(Collection entries)

◇ ◇ ◇ ◇ ◇

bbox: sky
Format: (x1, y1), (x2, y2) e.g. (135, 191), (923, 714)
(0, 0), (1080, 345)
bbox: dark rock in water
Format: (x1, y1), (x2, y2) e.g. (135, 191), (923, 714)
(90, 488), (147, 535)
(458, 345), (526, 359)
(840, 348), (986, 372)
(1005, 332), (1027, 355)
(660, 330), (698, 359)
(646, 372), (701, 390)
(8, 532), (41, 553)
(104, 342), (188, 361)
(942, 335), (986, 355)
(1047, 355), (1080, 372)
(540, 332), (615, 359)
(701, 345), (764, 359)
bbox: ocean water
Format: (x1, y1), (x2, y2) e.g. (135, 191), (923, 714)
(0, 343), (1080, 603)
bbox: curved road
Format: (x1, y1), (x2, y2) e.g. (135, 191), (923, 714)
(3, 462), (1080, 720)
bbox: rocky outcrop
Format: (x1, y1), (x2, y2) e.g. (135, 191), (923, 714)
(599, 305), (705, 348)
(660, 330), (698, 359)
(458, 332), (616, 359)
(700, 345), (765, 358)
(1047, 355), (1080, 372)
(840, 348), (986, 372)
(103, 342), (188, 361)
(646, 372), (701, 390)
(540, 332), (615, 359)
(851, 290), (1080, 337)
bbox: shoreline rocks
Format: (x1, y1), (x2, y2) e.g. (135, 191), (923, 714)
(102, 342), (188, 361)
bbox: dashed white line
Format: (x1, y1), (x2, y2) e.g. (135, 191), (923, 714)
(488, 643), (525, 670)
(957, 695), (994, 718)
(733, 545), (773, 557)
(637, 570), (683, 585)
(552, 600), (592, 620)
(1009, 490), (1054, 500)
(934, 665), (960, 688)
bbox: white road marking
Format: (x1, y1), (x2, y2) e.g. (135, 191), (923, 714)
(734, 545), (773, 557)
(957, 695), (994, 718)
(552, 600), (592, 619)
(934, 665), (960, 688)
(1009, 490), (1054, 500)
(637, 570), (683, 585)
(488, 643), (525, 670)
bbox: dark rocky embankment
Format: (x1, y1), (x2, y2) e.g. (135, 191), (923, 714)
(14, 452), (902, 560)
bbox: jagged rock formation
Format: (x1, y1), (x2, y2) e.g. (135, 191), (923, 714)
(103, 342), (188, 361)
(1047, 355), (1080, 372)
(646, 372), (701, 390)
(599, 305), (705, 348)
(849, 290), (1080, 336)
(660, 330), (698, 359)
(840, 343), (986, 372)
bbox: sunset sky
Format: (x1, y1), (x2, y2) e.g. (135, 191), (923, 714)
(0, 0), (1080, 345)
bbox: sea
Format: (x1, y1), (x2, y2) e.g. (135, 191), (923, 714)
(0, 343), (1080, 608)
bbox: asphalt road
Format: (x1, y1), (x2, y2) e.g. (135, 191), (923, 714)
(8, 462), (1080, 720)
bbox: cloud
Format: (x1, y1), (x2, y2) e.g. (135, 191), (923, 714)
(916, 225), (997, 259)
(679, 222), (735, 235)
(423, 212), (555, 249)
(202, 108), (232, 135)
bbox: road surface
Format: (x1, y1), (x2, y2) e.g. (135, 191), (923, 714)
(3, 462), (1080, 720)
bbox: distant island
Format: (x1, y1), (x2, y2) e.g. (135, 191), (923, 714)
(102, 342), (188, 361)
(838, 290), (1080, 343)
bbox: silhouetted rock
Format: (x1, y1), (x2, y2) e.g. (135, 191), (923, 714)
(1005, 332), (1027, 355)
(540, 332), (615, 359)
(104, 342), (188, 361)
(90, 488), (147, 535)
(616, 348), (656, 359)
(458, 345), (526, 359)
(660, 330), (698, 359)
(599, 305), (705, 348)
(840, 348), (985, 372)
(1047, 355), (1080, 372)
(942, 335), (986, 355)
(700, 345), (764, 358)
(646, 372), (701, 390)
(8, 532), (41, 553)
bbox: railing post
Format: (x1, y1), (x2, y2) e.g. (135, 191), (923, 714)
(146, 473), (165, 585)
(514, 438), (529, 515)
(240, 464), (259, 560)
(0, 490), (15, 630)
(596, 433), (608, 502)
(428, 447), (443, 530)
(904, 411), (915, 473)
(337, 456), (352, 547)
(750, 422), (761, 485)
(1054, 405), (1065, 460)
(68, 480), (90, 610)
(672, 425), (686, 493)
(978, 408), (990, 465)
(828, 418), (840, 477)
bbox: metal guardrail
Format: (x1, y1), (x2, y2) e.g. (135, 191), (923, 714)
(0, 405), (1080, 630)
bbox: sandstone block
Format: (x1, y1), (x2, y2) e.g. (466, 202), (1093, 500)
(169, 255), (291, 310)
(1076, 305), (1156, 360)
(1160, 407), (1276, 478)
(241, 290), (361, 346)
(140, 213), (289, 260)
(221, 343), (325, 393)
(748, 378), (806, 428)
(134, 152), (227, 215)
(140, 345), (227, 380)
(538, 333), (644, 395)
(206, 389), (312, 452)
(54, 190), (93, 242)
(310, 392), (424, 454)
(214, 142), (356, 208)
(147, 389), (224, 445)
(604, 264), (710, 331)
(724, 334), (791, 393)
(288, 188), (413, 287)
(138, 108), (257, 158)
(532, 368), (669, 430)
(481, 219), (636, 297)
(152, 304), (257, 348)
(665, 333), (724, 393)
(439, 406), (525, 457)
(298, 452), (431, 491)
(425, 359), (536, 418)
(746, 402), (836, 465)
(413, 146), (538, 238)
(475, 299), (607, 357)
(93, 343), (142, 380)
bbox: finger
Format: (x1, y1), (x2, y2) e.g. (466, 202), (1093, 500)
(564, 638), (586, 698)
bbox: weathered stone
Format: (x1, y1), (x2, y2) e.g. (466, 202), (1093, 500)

◇ ◇ ◇ ◇ ◇

- [What the task requires]: Output every line of the data above as a numbered list, skipping any blank lines.

- [The completed task]:
1. bbox: sky
2. Format: (x1, y1), (x2, y2) e.g. (135, 191), (923, 714)
3. (0, 0), (1080, 345)
4. bbox: dark rock in water
5. Format: (x1, y1), (x2, y2) e.g. (135, 191), (923, 714)
6. (90, 488), (147, 535)
7. (458, 345), (526, 359)
8. (840, 348), (986, 372)
9. (1005, 332), (1027, 355)
10. (660, 330), (698, 359)
11. (646, 372), (701, 390)
12. (8, 532), (41, 553)
13. (104, 342), (188, 361)
14. (942, 335), (986, 355)
15. (1047, 355), (1080, 372)
16. (540, 332), (615, 359)
17. (701, 345), (764, 359)
18. bbox: ocean water
19. Format: (x1, y1), (x2, y2) e.g. (135, 191), (923, 714)
20. (0, 343), (1080, 603)
21. bbox: curved road
22. Format: (x1, y1), (x2, y2) e.g. (135, 191), (923, 714)
23. (3, 462), (1080, 720)
24. bbox: rocky outcrop
25. Format: (x1, y1), (x2, y2) e.g. (135, 191), (923, 714)
26. (599, 305), (705, 348)
27. (660, 330), (698, 359)
28. (458, 332), (616, 359)
29. (700, 345), (765, 358)
30. (1047, 355), (1080, 372)
31. (840, 348), (986, 372)
32. (103, 342), (188, 361)
33. (646, 372), (701, 390)
34. (540, 332), (615, 359)
35. (851, 290), (1080, 337)
36. bbox: shoreline rocks
37. Format: (x1, y1), (x2, y2) e.g. (135, 191), (923, 714)
38. (102, 342), (188, 361)
39. bbox: dashed white line
40. Format: (x1, y1), (x2, y2) e.g. (135, 191), (923, 714)
41. (488, 643), (525, 670)
42. (957, 695), (994, 718)
43. (733, 545), (773, 557)
44. (637, 570), (683, 585)
45. (552, 600), (592, 620)
46. (1009, 490), (1054, 500)
47. (934, 665), (960, 688)
48. bbox: white road marking
49. Format: (x1, y1), (x2, y2) e.g. (135, 191), (923, 714)
50. (734, 545), (773, 557)
51. (957, 695), (994, 718)
52. (552, 600), (592, 619)
53. (934, 665), (960, 688)
54. (1009, 490), (1054, 500)
55. (637, 570), (683, 585)
56. (488, 643), (525, 670)
57. bbox: dark rocky embankment
58. Format: (x1, y1), (x2, y2) e.g. (135, 191), (923, 714)
59. (14, 452), (902, 560)
60. bbox: jagged rock formation
61. Format: (x1, y1), (x2, y2) e.g. (135, 191), (923, 714)
62. (103, 342), (188, 361)
63. (1047, 355), (1080, 372)
64. (646, 372), (701, 390)
65. (599, 305), (705, 348)
66. (849, 290), (1080, 336)
67. (660, 330), (698, 359)
68. (840, 343), (986, 372)
69. bbox: sunset sky
70. Format: (x1, y1), (x2, y2) e.g. (135, 191), (923, 714)
71. (0, 0), (1080, 345)
72. bbox: sea
73. Format: (x1, y1), (x2, y2) e.g. (135, 191), (923, 714)
74. (0, 343), (1080, 608)
75. bbox: asphalt road
76. Format: (x1, y1), (x2, y2) e.g. (135, 191), (923, 714)
77. (8, 462), (1080, 720)
78. bbox: cloud
79. Format: (x1, y1), (x2, y2) e.g. (135, 191), (923, 714)
80. (916, 225), (997, 259)
81. (679, 222), (735, 235)
82. (423, 212), (555, 249)
83. (202, 108), (232, 135)
84. bbox: road surface
85. Format: (x1, y1), (x2, y2) e.g. (135, 191), (923, 714)
86. (3, 462), (1080, 720)
87. bbox: distant island
88. Format: (x1, y1), (x2, y2) e.g. (135, 191), (923, 714)
89. (102, 342), (188, 361)
90. (838, 290), (1080, 343)
91. bbox: silhouetted rock
92. Format: (x1, y1), (x2, y2) e.g. (135, 191), (923, 714)
93. (1005, 332), (1027, 355)
94. (540, 332), (615, 359)
95. (104, 342), (188, 361)
96. (90, 488), (147, 535)
97. (616, 348), (656, 359)
98. (458, 345), (526, 359)
99. (660, 330), (698, 359)
100. (599, 305), (705, 348)
101. (840, 348), (985, 372)
102. (1047, 355), (1080, 372)
103. (942, 335), (986, 355)
104. (700, 345), (764, 358)
105. (646, 372), (701, 390)
106. (8, 532), (41, 553)
107. bbox: railing post
108. Format: (x1, y1), (x2, y2) e.g. (135, 191), (923, 714)
109. (146, 473), (165, 585)
110. (514, 438), (529, 515)
111. (240, 464), (259, 560)
112. (0, 490), (15, 630)
113. (596, 433), (608, 502)
114. (428, 447), (443, 530)
115. (904, 411), (915, 473)
116. (337, 456), (352, 547)
117. (750, 422), (761, 485)
118. (1054, 405), (1065, 460)
119. (68, 480), (90, 610)
120. (672, 425), (686, 493)
121. (978, 408), (990, 465)
122. (828, 418), (840, 477)
123. bbox: metal guardrail
124. Format: (x1, y1), (x2, y2) e.g. (135, 191), (923, 714)
125. (0, 405), (1080, 630)
126. bbox: sandstone block
127. Format: (x1, y1), (x2, y2) e.g. (466, 202), (1093, 500)
128. (169, 255), (291, 310)
129. (1076, 305), (1156, 360)
130. (1160, 407), (1276, 478)
131. (241, 290), (361, 346)
132. (140, 213), (289, 260)
133. (221, 343), (325, 393)
134. (748, 378), (806, 428)
135. (134, 152), (227, 215)
136. (140, 345), (227, 380)
137. (538, 333), (644, 395)
138. (206, 389), (312, 452)
139. (54, 190), (93, 242)
140. (310, 392), (424, 454)
141. (214, 142), (356, 208)
142. (147, 389), (224, 445)
143. (604, 264), (710, 331)
144. (724, 334), (791, 393)
145. (288, 188), (413, 287)
146. (138, 108), (257, 158)
147. (532, 368), (669, 430)
148. (481, 219), (636, 297)
149. (152, 304), (257, 348)
150. (665, 333), (724, 393)
151. (439, 406), (525, 457)
152. (298, 452), (431, 491)
153. (425, 359), (536, 418)
154. (746, 402), (836, 465)
155. (413, 146), (538, 238)
156. (475, 299), (607, 357)
157. (93, 343), (142, 380)
158. bbox: finger
159. Format: (x1, y1), (x2, y2) e.g. (466, 202), (1093, 500)
160. (564, 638), (586, 698)
161. bbox: weathered stone
162. Format: (x1, y1), (x2, y2) e.g. (466, 202), (1093, 500)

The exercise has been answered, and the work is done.